[What to produce] State the number of lines below that contain the string "Find", matching case exactly. Give only the number.

[Records for the task]
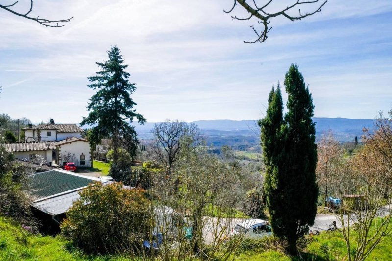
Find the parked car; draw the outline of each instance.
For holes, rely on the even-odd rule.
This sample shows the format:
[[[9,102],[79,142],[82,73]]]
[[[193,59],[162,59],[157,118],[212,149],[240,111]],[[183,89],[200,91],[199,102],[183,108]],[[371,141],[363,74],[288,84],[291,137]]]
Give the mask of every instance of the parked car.
[[[114,181],[114,179],[110,176],[102,176],[101,177],[99,177],[99,179],[100,179],[102,182]]]
[[[63,166],[64,170],[69,171],[76,171],[76,166],[73,162],[67,162]]]
[[[253,238],[272,234],[272,229],[268,221],[258,218],[250,218],[240,222],[231,231],[231,236],[245,234],[245,237]]]

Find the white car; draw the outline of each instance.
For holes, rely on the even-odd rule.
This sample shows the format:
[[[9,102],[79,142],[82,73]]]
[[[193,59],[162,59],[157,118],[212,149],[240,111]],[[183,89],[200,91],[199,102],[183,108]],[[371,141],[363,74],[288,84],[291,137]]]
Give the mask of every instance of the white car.
[[[242,234],[245,234],[245,237],[254,238],[271,235],[272,229],[268,221],[250,218],[237,224],[231,236]]]

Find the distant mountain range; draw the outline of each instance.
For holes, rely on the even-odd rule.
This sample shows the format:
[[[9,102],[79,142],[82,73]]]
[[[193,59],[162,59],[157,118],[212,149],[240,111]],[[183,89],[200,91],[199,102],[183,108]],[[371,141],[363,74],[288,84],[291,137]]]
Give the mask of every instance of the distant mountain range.
[[[320,138],[323,133],[331,129],[341,142],[353,141],[355,136],[360,139],[363,129],[371,129],[374,124],[374,120],[369,119],[314,117],[313,120],[316,123],[317,140]],[[198,120],[193,123],[198,126],[210,145],[218,147],[227,145],[244,150],[259,149],[260,138],[256,120],[217,119]],[[147,122],[144,125],[136,125],[141,140],[152,139],[151,130],[154,124]]]

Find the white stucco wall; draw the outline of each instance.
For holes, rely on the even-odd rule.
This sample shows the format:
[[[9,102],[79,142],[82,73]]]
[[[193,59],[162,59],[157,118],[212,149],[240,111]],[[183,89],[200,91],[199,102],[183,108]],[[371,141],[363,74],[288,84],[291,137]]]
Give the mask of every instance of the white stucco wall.
[[[37,134],[35,134],[36,135]],[[33,130],[26,130],[24,133],[24,141],[26,142],[34,142],[35,141],[32,138],[33,137]]]
[[[24,133],[24,141],[26,142],[36,142],[38,141],[35,140],[37,138],[37,132],[41,132],[41,141],[53,141],[56,140],[56,130],[42,130],[38,131],[34,130],[34,133],[33,133],[33,130],[26,130]],[[48,136],[48,132],[50,132],[51,135],[50,136]],[[34,139],[34,138],[35,139]]]
[[[42,130],[41,131],[41,141],[47,142],[48,141],[52,142],[56,140],[56,130]],[[36,131],[35,132],[37,132]],[[50,132],[51,135],[47,136],[47,133]],[[35,134],[37,135],[36,133]]]
[[[83,153],[85,156],[85,166],[90,166],[90,144],[89,142],[82,141],[74,142],[64,145],[62,145],[60,148],[60,156],[61,160],[64,161],[63,155],[69,152],[75,154],[75,163],[78,166],[80,165],[80,155]]]
[[[52,154],[51,150],[41,150],[39,151],[23,151],[13,152],[14,157],[23,160],[29,160],[30,154],[37,154],[42,157],[47,163],[52,161]]]
[[[70,137],[75,137],[76,138],[82,138],[81,132],[62,132],[57,133],[57,141],[61,141]]]

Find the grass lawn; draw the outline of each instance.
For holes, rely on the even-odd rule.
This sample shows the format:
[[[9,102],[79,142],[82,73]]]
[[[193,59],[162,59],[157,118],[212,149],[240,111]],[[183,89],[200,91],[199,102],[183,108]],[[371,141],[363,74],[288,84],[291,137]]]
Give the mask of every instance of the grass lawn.
[[[257,152],[238,150],[236,151],[236,155],[240,158],[247,158],[251,161],[261,160],[262,159],[261,153]]]
[[[305,239],[297,256],[288,255],[277,242],[273,237],[245,240],[238,249],[237,254],[231,258],[236,261],[347,260],[345,242],[339,231],[322,232],[319,236]],[[392,260],[391,242],[391,236],[384,238],[366,260]],[[0,216],[0,260],[129,260],[118,256],[85,255],[71,245],[60,236],[32,234],[10,219]],[[197,258],[194,260],[200,260]]]
[[[80,251],[67,250],[69,242],[61,237],[33,235],[8,218],[0,217],[0,260],[105,260]]]
[[[107,176],[107,174],[109,174],[109,163],[94,160],[93,162],[93,166],[94,167],[94,168],[99,169],[99,171],[102,171],[103,176]]]

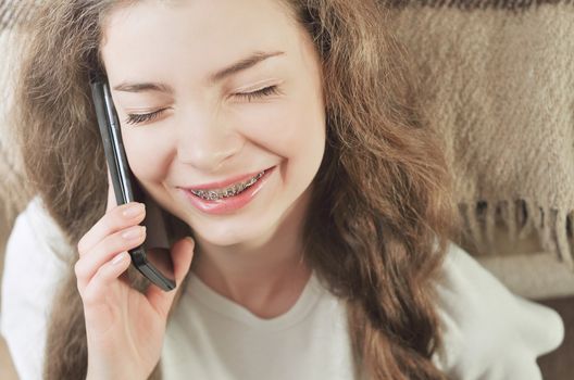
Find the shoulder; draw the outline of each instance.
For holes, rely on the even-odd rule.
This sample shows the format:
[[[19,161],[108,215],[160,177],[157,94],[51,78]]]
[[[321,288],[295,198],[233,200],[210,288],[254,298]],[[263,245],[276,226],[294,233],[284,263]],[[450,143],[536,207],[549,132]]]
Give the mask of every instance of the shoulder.
[[[536,358],[560,345],[564,334],[554,311],[512,294],[456,244],[437,295],[439,368],[459,379],[541,379]]]
[[[21,378],[39,379],[50,305],[66,270],[55,223],[35,199],[18,215],[8,240],[0,329]]]

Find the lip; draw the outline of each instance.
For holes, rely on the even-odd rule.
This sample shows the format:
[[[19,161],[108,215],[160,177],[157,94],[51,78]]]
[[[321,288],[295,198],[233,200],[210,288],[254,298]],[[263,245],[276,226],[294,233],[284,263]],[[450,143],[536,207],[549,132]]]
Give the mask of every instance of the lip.
[[[184,193],[185,198],[189,201],[189,203],[191,203],[191,205],[194,205],[196,208],[198,208],[202,213],[211,214],[211,215],[229,214],[239,208],[242,208],[248,203],[250,203],[255,198],[255,195],[260,192],[260,190],[263,189],[263,187],[265,186],[265,182],[267,181],[267,179],[270,178],[273,172],[275,172],[275,166],[269,169],[265,169],[265,174],[255,183],[253,183],[251,187],[244,190],[239,194],[235,197],[229,197],[229,198],[222,198],[215,201],[208,201],[200,197],[197,197],[190,191],[190,189],[180,188],[180,191]],[[258,173],[261,173],[261,172],[257,172],[255,174]],[[247,176],[247,178],[250,178],[251,176]],[[241,178],[245,178],[245,177],[241,177]],[[212,186],[213,183],[209,183],[209,185]],[[197,188],[194,188],[194,190],[196,189]]]
[[[266,169],[263,169],[263,170],[270,170],[273,167],[270,167],[270,168],[266,168]],[[185,186],[185,187],[182,187],[182,189],[184,189],[186,191],[224,189],[224,188],[229,187],[229,186],[232,186],[234,183],[242,182],[242,181],[245,181],[245,180],[247,180],[247,179],[249,179],[251,177],[254,177],[254,176],[257,176],[258,174],[260,174],[263,170],[258,170],[258,172],[253,172],[253,173],[250,173],[250,174],[239,175],[239,176],[232,177],[229,179],[225,179],[225,180],[216,181],[216,182],[202,183],[202,185],[197,185],[197,186],[196,185],[194,185],[194,186]]]

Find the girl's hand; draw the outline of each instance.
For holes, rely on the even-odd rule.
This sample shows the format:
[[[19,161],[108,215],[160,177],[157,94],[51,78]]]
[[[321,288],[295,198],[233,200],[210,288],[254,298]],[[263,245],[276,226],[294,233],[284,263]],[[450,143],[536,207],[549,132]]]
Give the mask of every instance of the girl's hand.
[[[78,242],[75,266],[84,303],[88,340],[88,379],[147,379],[160,359],[167,314],[177,289],[150,286],[145,294],[122,278],[129,267],[126,252],[146,237],[141,203],[115,206],[110,190],[105,215]],[[176,283],[189,270],[194,241],[183,239],[171,250]]]

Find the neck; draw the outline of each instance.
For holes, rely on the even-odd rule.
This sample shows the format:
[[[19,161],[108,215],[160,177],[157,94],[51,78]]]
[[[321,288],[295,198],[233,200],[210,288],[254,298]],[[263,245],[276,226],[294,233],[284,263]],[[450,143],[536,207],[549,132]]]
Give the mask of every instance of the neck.
[[[311,276],[302,244],[308,198],[302,194],[276,228],[257,242],[217,246],[196,238],[196,276],[261,318],[286,313]]]

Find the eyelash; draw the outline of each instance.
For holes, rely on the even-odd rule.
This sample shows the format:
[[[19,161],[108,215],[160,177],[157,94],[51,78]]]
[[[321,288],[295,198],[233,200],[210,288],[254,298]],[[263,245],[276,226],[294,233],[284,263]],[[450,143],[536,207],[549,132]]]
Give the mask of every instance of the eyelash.
[[[250,102],[253,99],[259,99],[259,98],[269,97],[269,96],[278,94],[278,93],[279,91],[277,89],[277,86],[270,86],[270,87],[265,87],[265,88],[262,88],[261,90],[257,90],[253,92],[236,93],[236,96],[239,98],[247,99],[247,101]],[[158,118],[167,109],[162,109],[162,110],[158,110],[158,111],[150,112],[147,114],[128,114],[125,122],[132,125],[151,122]]]

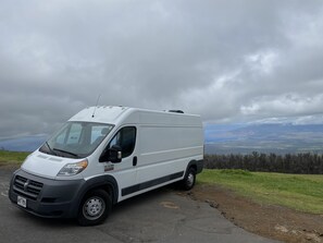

[Correct result] 10